## WHAT IS EXPECTED
For each statement, say yes or no to whether it agrees with the L-tyrosine rat study text, and quote the words of the text that decide it: (a) Body weight differed between controls and treated groups. (b) Centrilobular hypertrophy of hepatocytes was seen in 2 males and 2 females at 2000 mg/kg bw/day. (c) The decreased right adrenal weight in females was judged incidental partly because it was seen on one side only.

**** DOCUMENT TEXT

Loss of fur in the forelimb that was bilaterally seen in one or two rats in the L-tyrosine treated groups, was considered to be incidental because this finding is historically quite common.
Body weight:
No differences between controls and treated groups.
Gross pathology:
Significant increases, or a tendency thereof, were found in absolute and relative weights of liver and kidneys in males and females at 2000 mg/kg bw/day. Decreased absolute adrenal weight (right side) was noted in females at 600 and 2000 mg/kg bw/day, but was considered to be incidental because it was seen unilaterally, was not associated with a changes in relative adrenal weight, and individual weight was within the range of variation in the control group.
Other findings:
- Stomach: Edema of the cornified layer at the limiting ridge (minimal to slight) was seen in 2 females at 600 mg/kg bw/day and in 3 males and 4 females at 2000 mg/kg bw/day. Edema of the cornified layer at the forestomach (minimal) was seen in 1 female at 2000 mg/kg bw/day.
- Liver: Centrilobular hypertrophy of hepatocytes (minimal) was seen in 2 males and 2 females at 2000 mg/kg bw/day.
- Kidney: Diffusely increased hyaline droplets were seen in the proximal tubules (minimal to moderate) in 9 males at 2000 mg/kg bw/day with higher grade and incidence than in the control.

********
**** INFORMATION

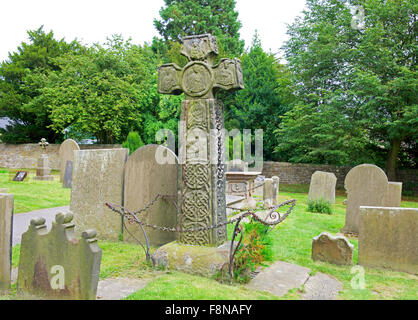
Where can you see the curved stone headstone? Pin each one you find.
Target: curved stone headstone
(149, 171)
(98, 179)
(66, 153)
(56, 264)
(336, 250)
(322, 186)
(6, 222)
(366, 185)
(388, 238)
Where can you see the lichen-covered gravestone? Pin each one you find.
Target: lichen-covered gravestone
(366, 185)
(202, 201)
(393, 196)
(276, 183)
(66, 153)
(322, 186)
(268, 193)
(151, 171)
(68, 176)
(388, 238)
(98, 179)
(6, 222)
(336, 250)
(57, 265)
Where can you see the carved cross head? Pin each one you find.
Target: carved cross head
(200, 79)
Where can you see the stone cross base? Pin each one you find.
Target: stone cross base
(198, 260)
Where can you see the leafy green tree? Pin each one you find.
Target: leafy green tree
(355, 87)
(181, 18)
(22, 76)
(104, 91)
(260, 104)
(133, 141)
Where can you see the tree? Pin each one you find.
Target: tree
(104, 91)
(363, 82)
(260, 105)
(181, 18)
(22, 77)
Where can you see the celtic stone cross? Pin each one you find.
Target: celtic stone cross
(43, 144)
(202, 174)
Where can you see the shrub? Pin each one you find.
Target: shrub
(253, 252)
(133, 142)
(320, 206)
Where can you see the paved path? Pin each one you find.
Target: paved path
(281, 277)
(21, 221)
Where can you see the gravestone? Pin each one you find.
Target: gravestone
(388, 238)
(146, 176)
(268, 193)
(20, 176)
(68, 176)
(66, 153)
(202, 150)
(56, 264)
(98, 179)
(393, 196)
(366, 185)
(259, 186)
(322, 186)
(336, 250)
(275, 186)
(237, 165)
(43, 171)
(6, 222)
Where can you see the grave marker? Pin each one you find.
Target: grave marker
(56, 264)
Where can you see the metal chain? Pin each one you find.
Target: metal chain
(130, 216)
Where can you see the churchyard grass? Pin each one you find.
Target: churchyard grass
(292, 242)
(32, 195)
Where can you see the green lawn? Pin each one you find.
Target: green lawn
(32, 195)
(292, 243)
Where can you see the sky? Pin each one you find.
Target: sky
(93, 20)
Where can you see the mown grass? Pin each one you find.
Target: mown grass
(292, 242)
(32, 195)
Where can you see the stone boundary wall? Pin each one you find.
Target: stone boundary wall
(26, 155)
(300, 173)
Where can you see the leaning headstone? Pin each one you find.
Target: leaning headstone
(68, 176)
(388, 238)
(268, 193)
(98, 179)
(276, 182)
(43, 171)
(322, 186)
(66, 153)
(237, 165)
(58, 265)
(151, 171)
(6, 222)
(393, 197)
(366, 185)
(336, 250)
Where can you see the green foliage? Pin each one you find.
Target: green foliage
(356, 98)
(133, 141)
(259, 105)
(320, 206)
(254, 251)
(181, 18)
(22, 78)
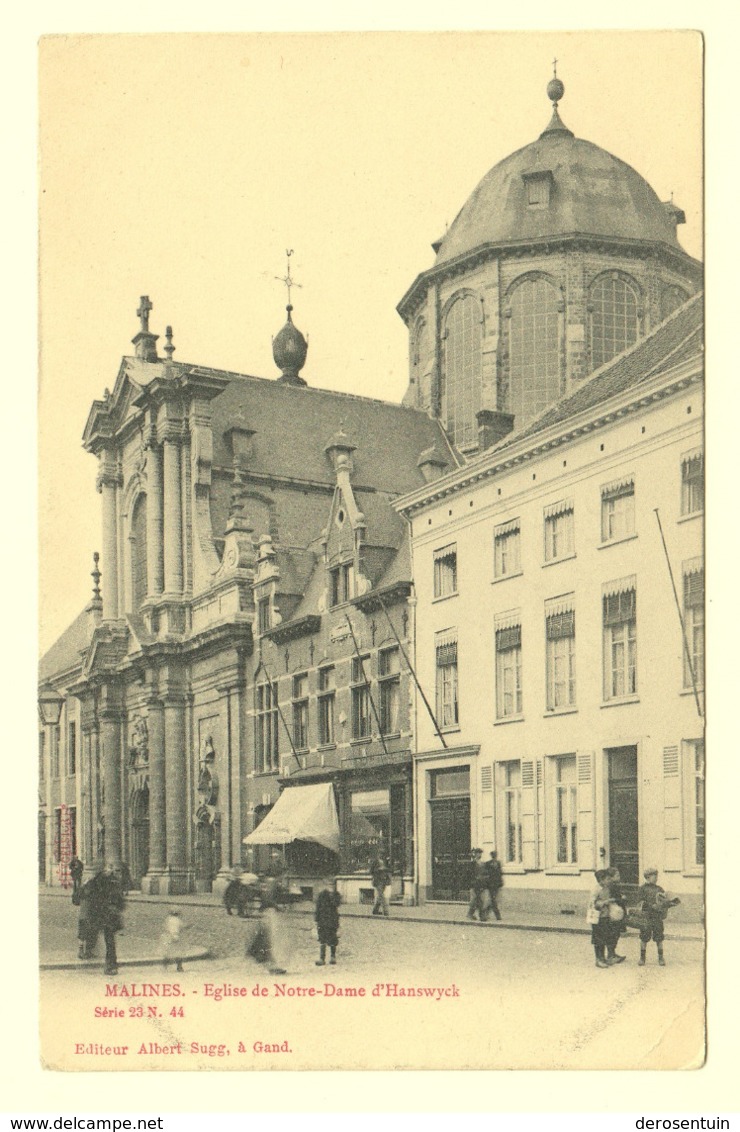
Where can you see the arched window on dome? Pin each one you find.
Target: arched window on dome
(138, 554)
(461, 393)
(421, 366)
(534, 348)
(613, 317)
(671, 299)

********

## SOLVED PROBLEM
(a) No: "No differences between controls and treated groups."
(b) Yes: "Centrilobular hypertrophy of hepatocytes (minimal) was seen in 2 males and 2 females at 2000 mg/kg bw/day."
(c) Yes: "was considered to be incidental because it was seen unilaterally"